## [Short task 1]
Pick out and copy each line of the records that contains the string "railing", matching case exactly.

Additionally, though romance is not love itself, it can be an effect of love. Without love, romance is about the person feeling it, not the person triggering it. Real love, by contrast, is about the person receiving it, and this is why it takes time to develop–we have to know about another’s inner emotional life before we can truly care about them. Real love grows out of empathy for another’s vulnerabilities–that is what connects us to them emotionally, not just physically. This ability to empathize also helps real love last over time, because it can override surface changes in a person that we might not like or agree with.

(Read “Marriage Isn’t For You”.)

Real love is a smooth calm feeling, not anxious or urgent. It is the feeling of caring for someone’s welfare and well-being–we feel sad when they are sad because there is an empathetic connection, not just sexual attraction. Real love takes time because it is sparked by vulnerability and pain–human elements, not ideals, that are not usually shown in the beginning of a dating experience (we only want to show our strengths!). 

REAL LOVE CAN INCLUDE ROMANCE: There is a myth about long-term relationships that romance and sex “die” over time; the day-to-day familiarity of being around each other stamps out the mystery and excitement that are the basis of romantic feelings. While this certainly can happen, it is not a given! Familiarity can interfere with seeing your partner romantically or sexually, but we can choose actions that re-introduce mystery and excitement if that is important to us. 

The problem is that most couples don’t know that it requires choosing these actions. We have been led to believe that “love is enough” and that romance should happen organically and spontaneously, and that if effort is required then it is not longer romantic. I push back against this way of thinking. I often tell couples that what they considered to be spontaneous romance during courtship was in fact the result of hours of preparation!

Anything worth maintaining requires some effort to do so, whether it is your physical fitness, your home, your career, or your friendships. The effort to maintain the things that are important to us is not always “fun”, but it is also not necessarily painful. It is just effort. Sometimes it is as simple as “setting the stage” for romance: dimming the lights, clearing the calendar, putting on soft music, making sure the kids are asleep. Sometimes it means doing little things for each other throughout the day, every day. If scheduling romantic or sexual time feels unnatural to you, then just schedule “time together” and see what happens once you set the stage. That is the organic part, and the preparation makes it possible for “spontaneous” romance to happen within a scheduled time period. 

(Watch “The Secret To Desire In A Long-Term Relationship”, by Esther Perel) 

When romance is a part of real love, it has a different quality to it than early infatuation. It is both more secure and more liberating, because there is trust established–something that is still forming in the beginning of a relationship. It can also be more playful and more erotic, because you know enough about each other’s boundaries and triggers that you can experiment with confidence. Most of all, it can feel joyful, more complete, and more creative, because it allows room for both or all partners compared to the individual self-focus of the infatuation stage.  

***

Most of us love the excitement of romance–our bodies and brains feel like they are firing all cylinders. In today’s challenging world, who can blame someone for wanting that feeling? My goal in the work I do with individuals and couples is to make sure that the feeling of romance, or the desire to have it, does not end in malnourishment–that an understanding of how romance operates in the brain will open up a more mindful enjoyment of the experience, recognizing that it is the icing, not the cake.

## [Short task 2]
Extend the piece on real love and romance, picking up after its final sentence.

## [Entries supplied]
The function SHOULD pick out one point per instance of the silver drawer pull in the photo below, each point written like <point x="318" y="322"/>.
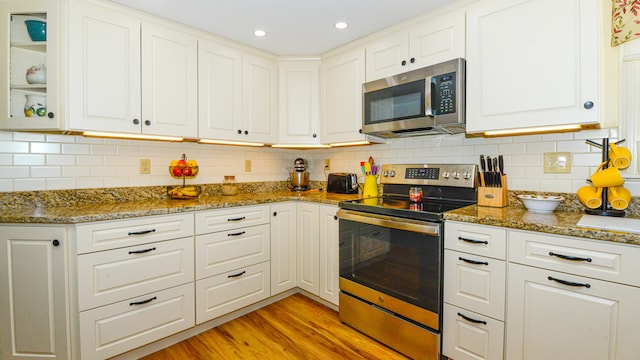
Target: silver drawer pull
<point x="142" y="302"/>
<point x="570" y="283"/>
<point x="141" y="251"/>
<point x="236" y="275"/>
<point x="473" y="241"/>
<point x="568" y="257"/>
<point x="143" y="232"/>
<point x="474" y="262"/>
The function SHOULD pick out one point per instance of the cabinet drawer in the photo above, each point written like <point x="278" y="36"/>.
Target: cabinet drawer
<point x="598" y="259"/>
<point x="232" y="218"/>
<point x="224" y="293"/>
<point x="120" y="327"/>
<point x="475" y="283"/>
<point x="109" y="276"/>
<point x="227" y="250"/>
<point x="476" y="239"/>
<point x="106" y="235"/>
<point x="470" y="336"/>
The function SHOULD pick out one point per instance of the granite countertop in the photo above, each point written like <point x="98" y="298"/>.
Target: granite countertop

---

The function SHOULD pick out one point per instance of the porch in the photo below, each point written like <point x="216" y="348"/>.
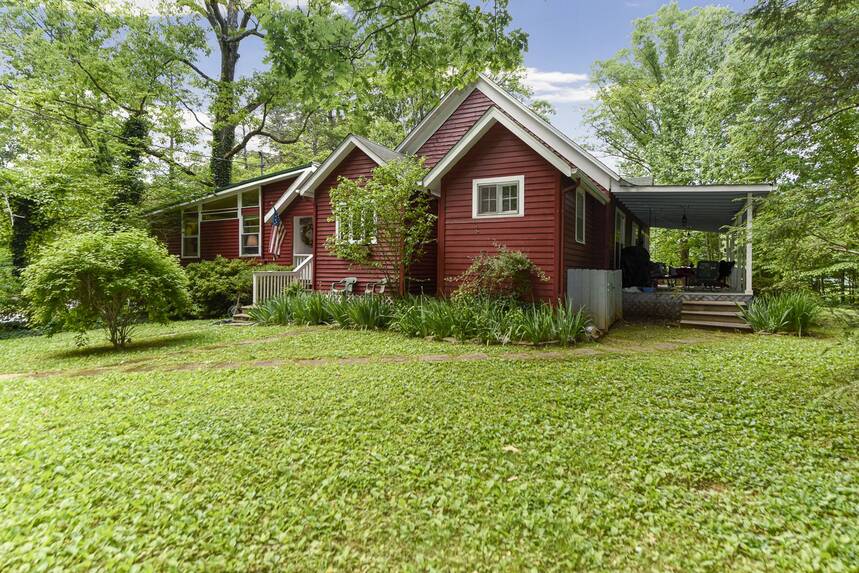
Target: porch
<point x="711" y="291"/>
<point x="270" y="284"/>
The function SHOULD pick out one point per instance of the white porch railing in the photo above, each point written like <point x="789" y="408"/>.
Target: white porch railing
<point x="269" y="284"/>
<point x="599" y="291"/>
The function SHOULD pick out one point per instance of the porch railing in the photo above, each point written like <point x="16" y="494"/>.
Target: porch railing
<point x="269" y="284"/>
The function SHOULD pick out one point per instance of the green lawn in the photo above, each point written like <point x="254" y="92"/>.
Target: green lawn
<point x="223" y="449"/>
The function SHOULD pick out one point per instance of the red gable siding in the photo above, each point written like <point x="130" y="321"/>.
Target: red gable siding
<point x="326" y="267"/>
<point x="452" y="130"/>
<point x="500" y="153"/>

---

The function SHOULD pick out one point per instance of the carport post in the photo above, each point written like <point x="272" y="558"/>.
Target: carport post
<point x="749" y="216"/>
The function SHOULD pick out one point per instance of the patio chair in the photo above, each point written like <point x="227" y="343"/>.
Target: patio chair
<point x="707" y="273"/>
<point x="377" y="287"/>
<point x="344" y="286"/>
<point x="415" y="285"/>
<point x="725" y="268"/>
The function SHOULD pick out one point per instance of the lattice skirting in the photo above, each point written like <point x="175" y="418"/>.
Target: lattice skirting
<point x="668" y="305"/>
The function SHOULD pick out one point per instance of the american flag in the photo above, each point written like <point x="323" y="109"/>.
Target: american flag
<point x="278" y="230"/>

## [Output 1]
The function SHOULD pick out one point per instance of the white porch railing in the photo above, each point written like <point x="789" y="408"/>.
Target: white porch railing
The function SHOULD pick out one point per instance of the porch railing in the photo above, each point written like <point x="16" y="494"/>.
Target: porch railing

## [Output 2]
It can be liberating to know that there are many different ways to “do” a long-term relationship, and that you can both take advantage of the science that is available concerning love, and allow yourself to make it up as you go along. There is much to be said for developing romance without the usual anxiety, so if that is something that you strive for in your relationship, learn what it is, and what it is not. Then go in the kitchen and bake your cake!

ROMANCE THAT WORKS

February is a month that one either dreads or dreads more, from what I hear–and yet it does not have to be so! I notice that the dread affects both those who are in relationships and those who are not–with just slight differences:

    • dread for those in relationship can include anxiety
    • dread for those who are single can include depression

The source of this dread just one day in the month–you guessed it–February 14th, Valentine’s Day. What is currently an opportunity to celebrate love and romance has turned into a day where love is often tested and romance is bought.

But it does not have to be this way.

The power we have as humans is the ability to make choices that align with our values–regardless of what others are doing! This includes our choices about love, sex, dating, and romance.

In this Special February Issue, we will take a look specifically at romance, and how to make choices about it that work–meaning less dread, anxiety, and depression–leaving you to experience more fun and love.

THE BITTER TRUTH ABOUT ROMANCE: Here is what needs to be understood about romance: it was never intended to be mixed up with love. There are many theories of where romantic love began. In Medieval times, for example, it was something of a social ritual that bolstered the public status of those involved–who most often were not in an actual relationship with each other! Romantic love was more of an ideal to pursue for personal and social gain, not something to actually achieve–it was a motivational tool of sorts!

Over time, as marriage became an act of choice for many, “dating” began and romance became the primary fuel for relationship building. This would have been fine except for one problematic influence from previous times: people equated feelings of romance with actual love. Rather than differentiating passion, or sexual chemistry, from real love, modern dating culture fused them, resulting in a misunderstanding of what we feel towards our object(s) of desire.

THE BIGGEST MISTAKE: Have you ever eaten a slice of chocolate cake? If you have, and you liked it, then you will remember how you were able to enjoy it even while knowing that it had nearly zero nutritional value. And yet despite this ability to reason intelligently about what we enjoy, we regularly abandon reason to experience infatuation with someone, thinking we are “in love”. Just as chocolate cake is not broccoli, infatuation is not love!

The distinction between initial passion and time-developed love does not have to be bad news. Just as you can enjoy chocolate cake while recognizing it has zero nutritional value, you can enjoy infatuation (and the romantic feelings that come with it) without thinking that it is love (yet). In fact, if you do so, you may enjoy it more because there will be less anxiety about it.

So why isn’t romance love? Because it is based on an ideal rather than a reality. Romance is about the one feeling it–how it makes them feel interesting, sexy, young, and alive. It is about perfection and fantasy. It is not about the other person–the other is just the catalyst for feelings that make us feel better about ourselves.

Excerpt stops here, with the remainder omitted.